== Extract ==
-- -- --
The relations you wish to impose on your combinations of closed compact oriented n-dimensional submanifolds also remind me of the algebra of chains (where the union of n-simplexes is an n-chain). The sum $C_1 + C_2$ is defined as the k-chain made up of the k-simplexes in $C_1$ or $C_2$ but not both, and this sum is commutative, associative, and for every k-chain $C$ there is a unique k-chain $D$ such that $C + D = \emptyset$.

As a parting note, it looks like you might also be moving toward accidentally re-deriving the Poincare index theorem, which certainly has a Stokes-flavor to it (for it connects the behaviour of a vector field inside of a cell with its behavior on the boundary). First, choose a circle $\gamma$ about the critical point $P$ so that within and on $\gamma$ the vector field $V$ vanishes except at $P$. The index of $V$ at $P$, denoted $I(P)$, is defined as the winding number $W(\gamma)$ of $V$ on $\gamma$.

Let $V$ be a continuous vector field. Let D be a cell and $\gamma$ its boundary. Supposing that $V$ is not zero on $\gamma$, then:

$$W(\gamma) = I(P_1) + ... + I(P_n)$$

where $P_1, P_2, ..., P_n$ are the critical points of $V$ inside $D$.

Answer 4

The questioner is right to identify one of the inspirations for homology as coming from integration theory; this is emphasised in the article by S. Lefschetz in the book "History of Topology", edited I.M. James. It seems also that early articles on Betti nubers and torsion coefficients wanted to take "cycles modulo boundaries" but were not so clear about the meaning of those. It was Poincaré who introduced the notion of formal sums of oriented simplices which led to the equation $\partial \partial=0$ which we all know and love. The idea of formal sums surely came from integration theory where it was convenient to write $$\int_C fdz + \int _D f dz = \int_{C+D} f dz. $$

This formal sum contrasted with the explicit (partial) composition of paths which led to Poincaré introducing the fundamental group of a pointed space. Algebraic topologists in the early 20th century were hoping for higher dimensional nonabelian version of the fundamental group, but these were dashed by the acceptance of the abelian higher homotopy groups of a pointed space. This abelian property can be explained by saying that a group object in the category of groups is an abelian group.

That situation is changed if one considers groupoids: groupoid objects in the category of groups are more complicated than groups, and are equivalent to crossed modules.
-- -- --
== Records provided ==
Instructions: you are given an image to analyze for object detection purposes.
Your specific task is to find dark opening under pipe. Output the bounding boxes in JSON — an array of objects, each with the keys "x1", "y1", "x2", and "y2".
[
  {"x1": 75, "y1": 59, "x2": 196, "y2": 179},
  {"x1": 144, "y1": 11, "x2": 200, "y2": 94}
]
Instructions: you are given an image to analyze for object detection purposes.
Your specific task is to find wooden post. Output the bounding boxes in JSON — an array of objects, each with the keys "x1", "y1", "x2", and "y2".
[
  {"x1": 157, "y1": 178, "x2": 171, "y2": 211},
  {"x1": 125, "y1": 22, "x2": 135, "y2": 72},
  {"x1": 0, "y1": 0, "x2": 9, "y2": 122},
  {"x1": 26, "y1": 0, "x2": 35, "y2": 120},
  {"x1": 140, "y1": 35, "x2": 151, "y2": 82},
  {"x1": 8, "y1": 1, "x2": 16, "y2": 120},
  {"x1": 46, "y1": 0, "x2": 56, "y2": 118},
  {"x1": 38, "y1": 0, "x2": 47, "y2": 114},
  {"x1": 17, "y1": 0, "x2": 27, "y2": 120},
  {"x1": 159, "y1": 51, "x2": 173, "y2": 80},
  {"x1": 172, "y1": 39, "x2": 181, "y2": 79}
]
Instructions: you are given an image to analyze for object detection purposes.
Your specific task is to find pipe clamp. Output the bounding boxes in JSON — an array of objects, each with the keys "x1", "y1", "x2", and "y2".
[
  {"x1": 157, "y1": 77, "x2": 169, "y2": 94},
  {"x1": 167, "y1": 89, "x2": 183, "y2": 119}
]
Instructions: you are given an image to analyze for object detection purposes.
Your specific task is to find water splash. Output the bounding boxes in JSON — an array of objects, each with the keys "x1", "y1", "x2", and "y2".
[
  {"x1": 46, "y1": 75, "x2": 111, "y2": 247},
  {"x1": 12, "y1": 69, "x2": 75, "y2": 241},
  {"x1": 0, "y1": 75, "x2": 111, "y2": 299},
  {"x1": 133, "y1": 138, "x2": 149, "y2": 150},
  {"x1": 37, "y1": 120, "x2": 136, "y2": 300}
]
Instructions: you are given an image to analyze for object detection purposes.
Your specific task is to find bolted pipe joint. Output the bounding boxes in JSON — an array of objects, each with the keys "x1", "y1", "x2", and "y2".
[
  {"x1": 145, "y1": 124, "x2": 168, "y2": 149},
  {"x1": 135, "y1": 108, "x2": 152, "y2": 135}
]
-- -- --
== Description of the task ==
Continue the forum thread on the origins of homology, starting after its final sentence about crossed modules. The rows have nothing to do with what comes next.

== Written response ==
This has led to the theory given an exposition in the book Nonabelian Algebraic Topology: filtered spaces, crossed complexes, cubical homotopy groupoids (EMS Tracts in Math vol 15, 2011). The question refers to a CW-, i.e. cell-, decomposition of a manifold: this gives a special case of a filtered space, which could also come from a handlebody decomposition. For a filtered space $X_*$ one can give a homotopical definition of a crossed complex $\Pi X_*$, a kind of chain complex with operators which is nonabelian in dimensions $\leqslant 2$ and includes information on the fundamental groupoid. A key to the main results of the book is using compositions of higher dimensional cubes to prove a theorem of the Seifert-van Kampen type which allow one to compute $\Pi X_*$ in terms of colimits and so to prove that $\Pi X_*$ for a CW-filtration $X_*$ is "free on the cells of $X_*$". To go back to your situation, if all the submanifolds $M$ are allowed a "connected" filtration $M_*$, e.g. from a cell-decomposition, then the same SvK theorem could determine $\Pi X_*$ in terms of the $\Pi M_*$. Interpretation of this, and investigating the necessary conditions, would seem to be a research programme, but has possibilities!

The aim of putting this material together into a book was to enable it more easily to be evaluated, for example as to whether it helped to understand "what homology is talking about", and also to give an exposition of the relation with basic homotopical results, such as the Relative Hurewicz Theorem, without invoking the "formal sums", i.e. $\mathbb Z$-linear combinations, of the standard homology theory. Key insights came from J.H.C. Whitehead's 1949 paper "Combinatorial Homotopy II", particularly a result there on free crossed modules.

The cubical methods are useful for subdivision arguments, and also for discussing homotopies and products.